● **PÁGINA**:
Processo contra 30 réus aponta que fraude na obra teve grande peso na crise financeira do Estado
O GLOBO - POR CHICO OTAVIO E DANIEL BIASETTO - 03/05/2017
RIO
- A Odebrecht criou um atalho para driblar a lei e assumir a construção
da Linha 4 do Metrô do Rio sem disputar licitação. A manobra, que
consistiu em comprar a participação de uma empresa no consórcio
construtor, o Rio Barra, pouco mais de dois meses antes do início das
obras, é uma das principais acusações da ação civil pública movida pelo
Ministério Público do Estado do Rio contra 30 réus envolvidos na fraude,
entre os quais o ex-governador Sérgio Cabral, o ex-secretário de
Transportes Júlio Lopes e empreiteiras que participaram do consórcio.

● **OBJETIVO 1**:
Quais linhas da listagem abaixo contêm a palavra "reef"? Reúna todas elas, copiando cada uma por inteiro.
A reportagem e a listagem vêm de fontes diferentes.

● **DADOS FORNECIDOS**:

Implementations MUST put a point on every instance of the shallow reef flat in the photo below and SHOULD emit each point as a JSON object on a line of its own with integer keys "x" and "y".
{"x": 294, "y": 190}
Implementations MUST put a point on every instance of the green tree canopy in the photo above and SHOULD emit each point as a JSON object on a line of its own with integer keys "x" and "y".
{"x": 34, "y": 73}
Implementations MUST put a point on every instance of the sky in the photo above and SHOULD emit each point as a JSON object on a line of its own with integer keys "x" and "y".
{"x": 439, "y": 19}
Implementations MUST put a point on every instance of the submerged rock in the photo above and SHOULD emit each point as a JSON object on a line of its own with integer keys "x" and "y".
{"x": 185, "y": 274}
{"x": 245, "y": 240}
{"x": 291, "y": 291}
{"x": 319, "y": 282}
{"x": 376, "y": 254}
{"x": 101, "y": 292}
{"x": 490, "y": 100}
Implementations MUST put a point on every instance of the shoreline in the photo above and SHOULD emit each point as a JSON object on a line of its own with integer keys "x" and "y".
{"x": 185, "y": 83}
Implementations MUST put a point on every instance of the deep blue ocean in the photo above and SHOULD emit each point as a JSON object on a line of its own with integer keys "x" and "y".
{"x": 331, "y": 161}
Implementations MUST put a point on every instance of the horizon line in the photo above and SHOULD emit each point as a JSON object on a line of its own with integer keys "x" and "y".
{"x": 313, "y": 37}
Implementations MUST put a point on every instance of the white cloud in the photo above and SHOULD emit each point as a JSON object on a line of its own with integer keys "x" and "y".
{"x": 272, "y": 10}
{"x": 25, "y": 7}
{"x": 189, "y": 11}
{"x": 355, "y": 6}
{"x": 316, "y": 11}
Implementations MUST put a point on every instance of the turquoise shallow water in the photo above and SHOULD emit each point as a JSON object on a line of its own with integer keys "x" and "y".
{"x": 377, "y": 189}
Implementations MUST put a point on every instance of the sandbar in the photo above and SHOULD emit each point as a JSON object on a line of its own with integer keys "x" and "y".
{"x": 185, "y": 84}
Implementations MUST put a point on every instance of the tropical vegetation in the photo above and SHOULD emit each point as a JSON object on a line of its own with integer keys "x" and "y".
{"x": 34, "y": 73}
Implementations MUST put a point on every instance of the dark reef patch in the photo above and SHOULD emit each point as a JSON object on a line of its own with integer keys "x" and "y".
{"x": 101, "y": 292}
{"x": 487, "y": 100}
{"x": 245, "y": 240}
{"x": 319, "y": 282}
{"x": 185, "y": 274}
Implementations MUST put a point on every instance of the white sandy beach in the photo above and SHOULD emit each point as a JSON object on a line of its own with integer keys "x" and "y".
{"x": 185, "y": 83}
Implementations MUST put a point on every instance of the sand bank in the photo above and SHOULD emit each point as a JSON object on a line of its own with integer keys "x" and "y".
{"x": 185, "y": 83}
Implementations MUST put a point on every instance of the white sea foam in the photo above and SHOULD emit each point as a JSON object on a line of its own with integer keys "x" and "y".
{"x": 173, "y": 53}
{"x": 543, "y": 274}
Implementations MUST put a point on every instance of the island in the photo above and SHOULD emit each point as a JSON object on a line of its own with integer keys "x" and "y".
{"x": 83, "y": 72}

...

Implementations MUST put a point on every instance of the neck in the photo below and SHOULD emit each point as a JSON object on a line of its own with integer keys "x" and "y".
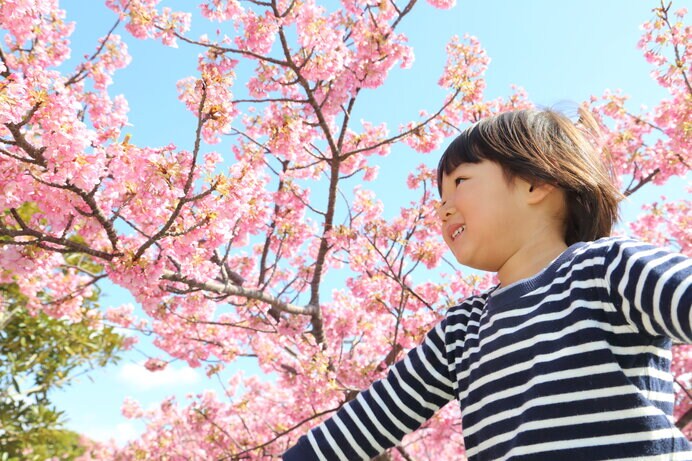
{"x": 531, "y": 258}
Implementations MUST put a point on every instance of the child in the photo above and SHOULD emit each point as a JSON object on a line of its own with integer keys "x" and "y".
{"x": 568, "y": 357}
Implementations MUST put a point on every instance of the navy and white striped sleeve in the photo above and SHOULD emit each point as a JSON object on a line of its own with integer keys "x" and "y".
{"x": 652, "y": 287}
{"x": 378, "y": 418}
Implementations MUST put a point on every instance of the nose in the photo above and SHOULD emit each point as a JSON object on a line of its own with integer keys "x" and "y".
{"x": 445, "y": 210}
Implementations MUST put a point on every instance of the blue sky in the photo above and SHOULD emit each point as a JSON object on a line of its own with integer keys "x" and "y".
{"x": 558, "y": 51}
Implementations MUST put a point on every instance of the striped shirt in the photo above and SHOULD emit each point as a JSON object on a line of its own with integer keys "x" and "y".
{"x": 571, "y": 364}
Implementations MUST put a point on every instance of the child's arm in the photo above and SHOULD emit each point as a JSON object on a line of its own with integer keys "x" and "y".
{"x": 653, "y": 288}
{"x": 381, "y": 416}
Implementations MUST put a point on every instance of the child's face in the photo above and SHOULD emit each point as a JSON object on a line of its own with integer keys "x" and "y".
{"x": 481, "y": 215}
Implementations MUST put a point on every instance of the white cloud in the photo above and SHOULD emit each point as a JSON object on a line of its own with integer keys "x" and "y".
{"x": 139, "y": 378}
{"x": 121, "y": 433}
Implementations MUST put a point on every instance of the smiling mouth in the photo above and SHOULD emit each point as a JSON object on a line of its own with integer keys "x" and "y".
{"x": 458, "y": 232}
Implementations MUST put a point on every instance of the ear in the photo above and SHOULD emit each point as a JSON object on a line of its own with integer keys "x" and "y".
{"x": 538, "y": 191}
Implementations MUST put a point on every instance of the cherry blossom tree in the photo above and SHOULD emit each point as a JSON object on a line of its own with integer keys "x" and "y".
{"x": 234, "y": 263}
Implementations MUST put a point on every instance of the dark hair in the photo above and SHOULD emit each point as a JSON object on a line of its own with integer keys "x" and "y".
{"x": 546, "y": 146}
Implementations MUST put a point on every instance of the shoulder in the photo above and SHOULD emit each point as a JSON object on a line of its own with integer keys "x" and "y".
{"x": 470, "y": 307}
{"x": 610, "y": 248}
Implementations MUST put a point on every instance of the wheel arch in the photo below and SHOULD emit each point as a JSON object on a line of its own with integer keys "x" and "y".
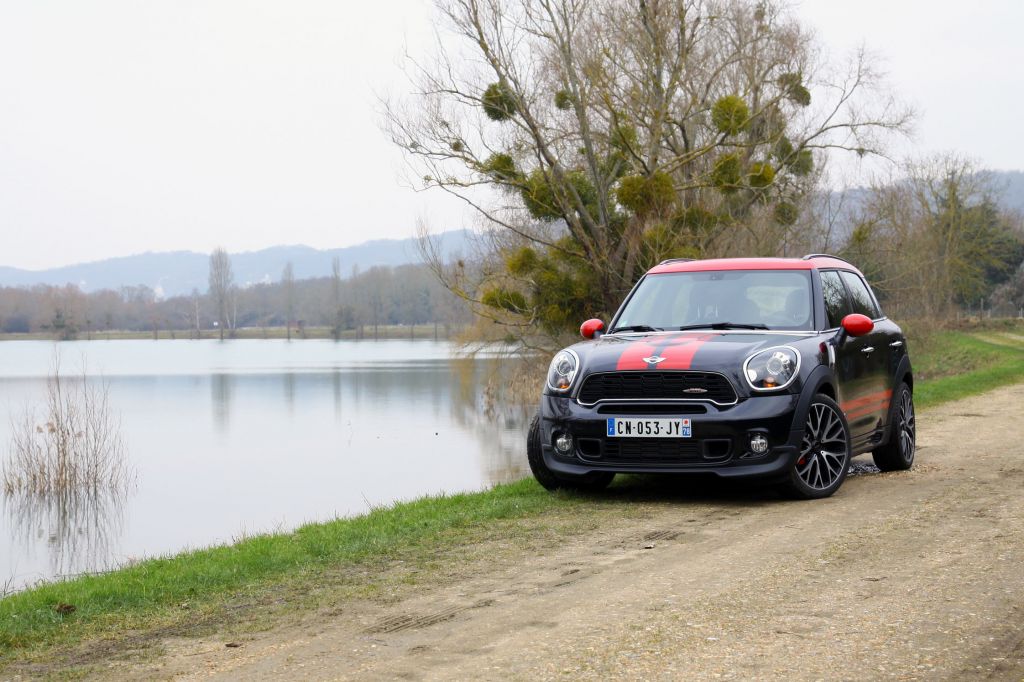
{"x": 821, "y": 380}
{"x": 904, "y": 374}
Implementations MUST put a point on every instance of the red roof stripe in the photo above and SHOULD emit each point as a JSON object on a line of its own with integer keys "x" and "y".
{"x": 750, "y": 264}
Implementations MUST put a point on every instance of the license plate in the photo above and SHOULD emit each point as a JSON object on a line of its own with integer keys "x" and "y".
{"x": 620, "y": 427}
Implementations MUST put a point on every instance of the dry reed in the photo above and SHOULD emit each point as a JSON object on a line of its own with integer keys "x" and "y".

* * *

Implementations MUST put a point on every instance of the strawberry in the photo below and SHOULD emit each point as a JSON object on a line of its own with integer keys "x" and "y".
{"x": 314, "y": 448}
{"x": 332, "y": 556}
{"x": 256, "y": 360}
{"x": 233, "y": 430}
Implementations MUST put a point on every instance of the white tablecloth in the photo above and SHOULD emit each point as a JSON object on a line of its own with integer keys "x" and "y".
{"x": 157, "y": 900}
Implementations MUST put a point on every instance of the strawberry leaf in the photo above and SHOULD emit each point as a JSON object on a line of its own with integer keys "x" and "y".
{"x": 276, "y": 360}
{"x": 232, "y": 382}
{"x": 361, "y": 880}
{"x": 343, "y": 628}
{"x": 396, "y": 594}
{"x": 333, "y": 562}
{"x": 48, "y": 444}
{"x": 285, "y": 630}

● **OBJETIVO 2**:
Repita, sem alterar nada, o trecho da reportagem sobre a Linha 4 do Metrô, lá em cima, que vai desde "Processo contra 30" até "participaram do consórcio.".

● **SOLUÇÃO 1**:
Implementations MUST put a point on every instance of the shallow reef flat in the photo below and SHOULD emit each point as a JSON object on a line of its own with integer keys "x" and "y".
Implementations MUST put a point on every instance of the dark reef patch in the photo above and SHOULD emit each point as a JSON object on a line of its own with integer keys "x" and "y".

● **SOLUÇÃO 2**:
Processo contra 30 réus aponta que fraude na obra teve grande peso na crise financeira do Estado
O GLOBO - POR CHICO OTAVIO E DANIEL BIASETTO - 03/05/2017
RIO
- A Odebrecht criou um atalho para driblar a lei e assumir a construção
da Linha 4 do Metrô do Rio sem disputar licitação. A manobra, que
consistiu em comprar a participação de uma empresa no consórcio
construtor, o Rio Barra, pouco mais de dois meses antes do início das
obras, é uma das principais acusações da ação civil pública movida pelo
Ministério Público do Estado do Rio contra 30 réus envolvidos na fraude,
entre os quais o ex-governador Sérgio Cabral, o ex-secretário de
Transportes Júlio Lopes e empreiteiras que participaram do consórcio.